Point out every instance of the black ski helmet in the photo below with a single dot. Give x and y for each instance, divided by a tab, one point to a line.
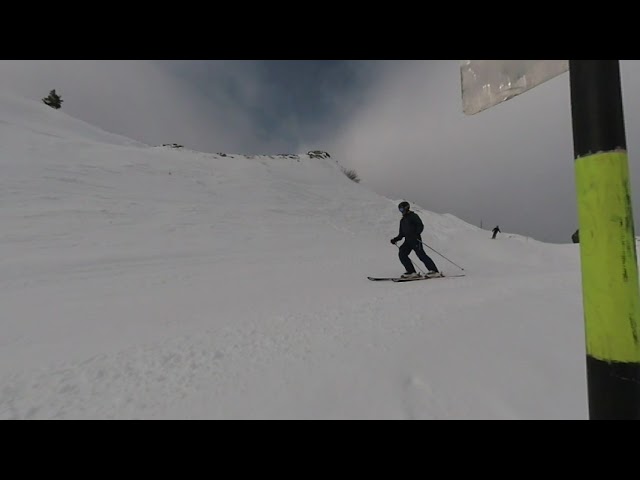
403	206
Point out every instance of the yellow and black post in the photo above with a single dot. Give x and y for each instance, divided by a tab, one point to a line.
611	298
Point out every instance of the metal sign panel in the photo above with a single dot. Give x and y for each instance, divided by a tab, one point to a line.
486	83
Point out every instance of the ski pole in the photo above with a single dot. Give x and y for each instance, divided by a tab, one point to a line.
441	255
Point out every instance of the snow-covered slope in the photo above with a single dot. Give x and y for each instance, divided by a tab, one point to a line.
151	282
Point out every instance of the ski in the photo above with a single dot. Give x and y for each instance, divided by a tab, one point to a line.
400	279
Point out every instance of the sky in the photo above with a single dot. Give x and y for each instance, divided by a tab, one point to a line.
398	123
142	282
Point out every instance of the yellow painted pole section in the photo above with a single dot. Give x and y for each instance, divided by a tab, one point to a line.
611	297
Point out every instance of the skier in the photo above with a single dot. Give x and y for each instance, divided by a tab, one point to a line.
411	228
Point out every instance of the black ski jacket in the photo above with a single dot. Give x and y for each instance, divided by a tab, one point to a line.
411	227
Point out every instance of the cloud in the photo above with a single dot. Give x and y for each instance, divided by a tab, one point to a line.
150	101
511	165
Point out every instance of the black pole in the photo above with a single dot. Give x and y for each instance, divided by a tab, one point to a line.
607	241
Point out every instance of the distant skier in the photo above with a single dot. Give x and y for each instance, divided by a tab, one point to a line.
411	228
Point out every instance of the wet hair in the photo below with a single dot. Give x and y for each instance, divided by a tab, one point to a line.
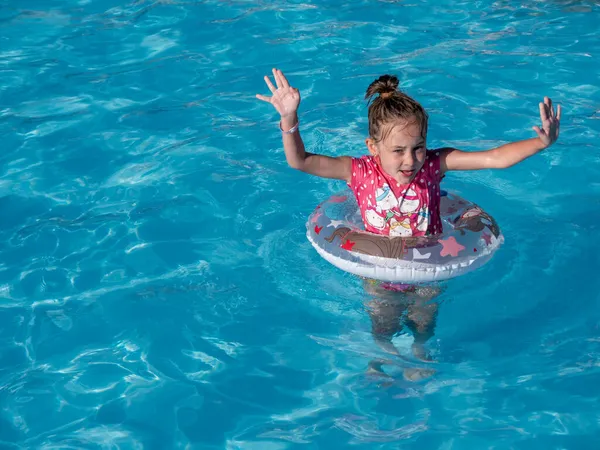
390	106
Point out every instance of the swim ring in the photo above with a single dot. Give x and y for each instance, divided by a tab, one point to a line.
469	240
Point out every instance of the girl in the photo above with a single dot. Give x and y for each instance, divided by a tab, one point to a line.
397	185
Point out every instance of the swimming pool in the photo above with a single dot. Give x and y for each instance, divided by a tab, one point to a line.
157	287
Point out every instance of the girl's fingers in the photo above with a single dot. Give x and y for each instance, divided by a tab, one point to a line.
276	76
270	85
264	98
284	81
543	112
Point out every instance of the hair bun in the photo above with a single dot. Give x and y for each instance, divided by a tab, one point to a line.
385	86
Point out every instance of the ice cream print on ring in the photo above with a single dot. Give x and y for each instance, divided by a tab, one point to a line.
469	238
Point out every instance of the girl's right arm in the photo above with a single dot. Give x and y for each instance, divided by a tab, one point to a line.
286	100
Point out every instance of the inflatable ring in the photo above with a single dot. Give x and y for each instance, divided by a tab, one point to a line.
469	240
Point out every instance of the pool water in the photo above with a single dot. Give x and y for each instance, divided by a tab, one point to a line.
157	289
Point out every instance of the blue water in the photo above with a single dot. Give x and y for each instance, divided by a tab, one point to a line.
157	290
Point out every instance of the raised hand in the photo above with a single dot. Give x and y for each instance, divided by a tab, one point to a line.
549	132
285	99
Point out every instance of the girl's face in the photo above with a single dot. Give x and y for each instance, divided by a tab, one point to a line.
402	153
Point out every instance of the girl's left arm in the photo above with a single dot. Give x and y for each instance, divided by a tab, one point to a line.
509	154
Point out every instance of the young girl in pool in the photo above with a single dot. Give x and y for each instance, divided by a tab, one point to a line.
397	186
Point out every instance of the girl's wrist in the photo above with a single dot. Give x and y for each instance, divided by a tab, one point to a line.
288	122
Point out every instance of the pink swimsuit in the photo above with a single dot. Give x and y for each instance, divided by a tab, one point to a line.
396	209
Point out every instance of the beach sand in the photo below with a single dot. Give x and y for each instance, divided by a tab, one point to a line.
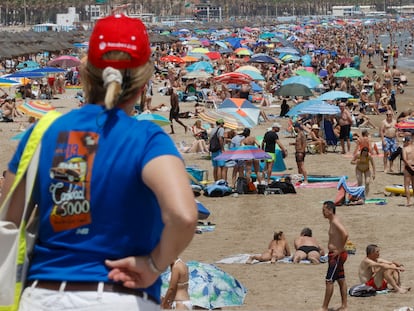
245	224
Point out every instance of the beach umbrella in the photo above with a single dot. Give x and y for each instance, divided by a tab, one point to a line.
203	212
189	59
214	55
263	58
243	153
296	110
243	51
307	81
202	65
349	72
198	74
242	109
407	124
64	61
200	50
294	89
247	68
320	108
234	77
35	108
7	82
254	75
333	95
230	121
209	286
28	64
48	70
25	74
306	73
153	117
172	59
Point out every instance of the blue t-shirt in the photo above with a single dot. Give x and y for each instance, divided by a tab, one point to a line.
93	202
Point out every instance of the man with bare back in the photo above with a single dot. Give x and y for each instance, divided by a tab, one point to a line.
337	255
378	273
408	159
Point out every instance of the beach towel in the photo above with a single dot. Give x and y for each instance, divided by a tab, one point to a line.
242	259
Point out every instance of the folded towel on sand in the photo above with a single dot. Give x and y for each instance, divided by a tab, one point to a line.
242	258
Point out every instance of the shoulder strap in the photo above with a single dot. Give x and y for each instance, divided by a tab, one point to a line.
29	150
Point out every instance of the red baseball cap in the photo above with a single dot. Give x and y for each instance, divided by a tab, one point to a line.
119	33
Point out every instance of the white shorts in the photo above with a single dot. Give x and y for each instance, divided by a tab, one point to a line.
39	299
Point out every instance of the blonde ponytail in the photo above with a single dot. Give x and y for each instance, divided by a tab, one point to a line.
112	79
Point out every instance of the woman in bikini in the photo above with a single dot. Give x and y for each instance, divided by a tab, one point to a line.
278	248
177	297
362	168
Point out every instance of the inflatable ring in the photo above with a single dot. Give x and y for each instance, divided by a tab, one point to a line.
397	189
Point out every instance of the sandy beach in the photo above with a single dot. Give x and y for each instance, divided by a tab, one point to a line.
245	224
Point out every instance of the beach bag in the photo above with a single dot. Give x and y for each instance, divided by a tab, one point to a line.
17	242
215	142
362	290
284	186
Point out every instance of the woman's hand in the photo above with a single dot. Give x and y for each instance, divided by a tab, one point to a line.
132	272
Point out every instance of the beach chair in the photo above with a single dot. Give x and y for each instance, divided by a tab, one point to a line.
330	137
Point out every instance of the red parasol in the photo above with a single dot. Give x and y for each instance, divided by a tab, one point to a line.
234	77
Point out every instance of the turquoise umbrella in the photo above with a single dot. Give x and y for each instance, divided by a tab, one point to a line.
209	286
349	72
153	117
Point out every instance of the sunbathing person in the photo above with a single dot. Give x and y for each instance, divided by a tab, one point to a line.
278	248
307	247
378	272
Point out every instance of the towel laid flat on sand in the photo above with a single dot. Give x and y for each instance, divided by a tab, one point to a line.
242	258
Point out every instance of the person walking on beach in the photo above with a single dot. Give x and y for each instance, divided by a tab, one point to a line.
300	150
378	272
337	256
218	166
388	133
175	110
100	248
345	121
363	162
269	142
408	159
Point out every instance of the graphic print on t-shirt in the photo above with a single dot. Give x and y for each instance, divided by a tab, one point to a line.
71	174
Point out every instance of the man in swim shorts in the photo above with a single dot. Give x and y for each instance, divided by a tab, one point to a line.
338	236
408	159
307	247
388	134
300	150
378	272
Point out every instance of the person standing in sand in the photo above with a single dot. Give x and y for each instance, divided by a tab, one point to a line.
278	248
345	121
175	110
389	140
300	150
408	159
378	273
337	256
362	163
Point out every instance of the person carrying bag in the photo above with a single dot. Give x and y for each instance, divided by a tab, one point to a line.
17	237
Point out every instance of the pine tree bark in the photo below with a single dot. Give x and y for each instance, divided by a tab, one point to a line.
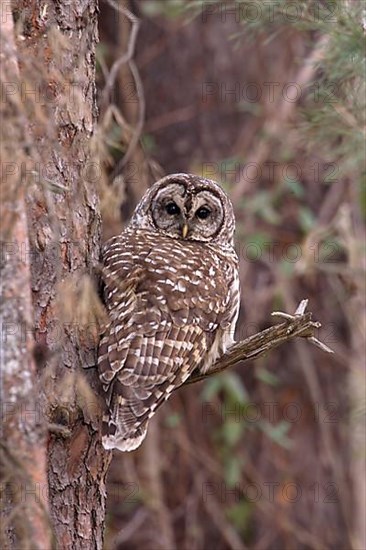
54	102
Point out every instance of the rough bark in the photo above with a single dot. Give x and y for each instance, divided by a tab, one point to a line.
56	52
23	460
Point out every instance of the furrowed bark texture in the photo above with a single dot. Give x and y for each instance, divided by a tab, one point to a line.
24	491
59	38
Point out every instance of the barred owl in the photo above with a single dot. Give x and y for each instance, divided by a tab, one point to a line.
172	295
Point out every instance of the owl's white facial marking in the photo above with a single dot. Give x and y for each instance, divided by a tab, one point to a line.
187	207
183	212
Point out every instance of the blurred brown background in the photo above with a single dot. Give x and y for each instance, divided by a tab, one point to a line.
269	455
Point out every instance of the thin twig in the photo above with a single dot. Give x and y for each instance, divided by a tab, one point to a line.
297	325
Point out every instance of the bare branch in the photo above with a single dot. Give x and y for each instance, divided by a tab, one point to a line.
297	325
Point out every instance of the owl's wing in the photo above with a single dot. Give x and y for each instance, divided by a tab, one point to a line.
159	333
145	374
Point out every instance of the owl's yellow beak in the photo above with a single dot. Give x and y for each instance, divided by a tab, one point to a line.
184	230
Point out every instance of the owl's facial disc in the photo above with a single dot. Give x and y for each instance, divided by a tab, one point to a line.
181	212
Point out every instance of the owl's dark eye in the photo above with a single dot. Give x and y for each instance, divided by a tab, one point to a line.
172	209
203	213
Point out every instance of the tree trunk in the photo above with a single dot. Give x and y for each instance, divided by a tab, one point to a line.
53	101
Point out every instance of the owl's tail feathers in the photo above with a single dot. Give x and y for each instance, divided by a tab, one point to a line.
121	440
113	437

==========

- _What needs to be done_: Reproduce only those lines of the entries above that run from the line with "Point out every instance of the owl's wing" to the final line.

- _Output below_:
Point out every instance of the owl's wing in the photo above with a single dot. Give x and y for each instance, divided by a tab, one point to a line.
159	333
145	374
Point out every instance of the owl's yellow beak in the photo above with a single dot. Give x and y for each instance, divided by a tab, one point to a line.
184	230
Point out every instance of the owl's facial disc in the photo above with a single dot. Give x and y for each instance, divided by a tab, one point to a line.
181	212
Point out every instance of the owl's dark eye in the photo above with a single dot. Give x and y for each instance, divided by a tab, one point to a line.
172	209
203	213
Point out every instance of the tree trunk in the photo above with a single dot. Give x and y for each instance, divided by a tab, one point to a line.
53	101
Point out every instance of the owl's tail feathers in the photo above with a single dot. Give x and y for each instance, divided by a tab, one point to a line.
121	440
113	437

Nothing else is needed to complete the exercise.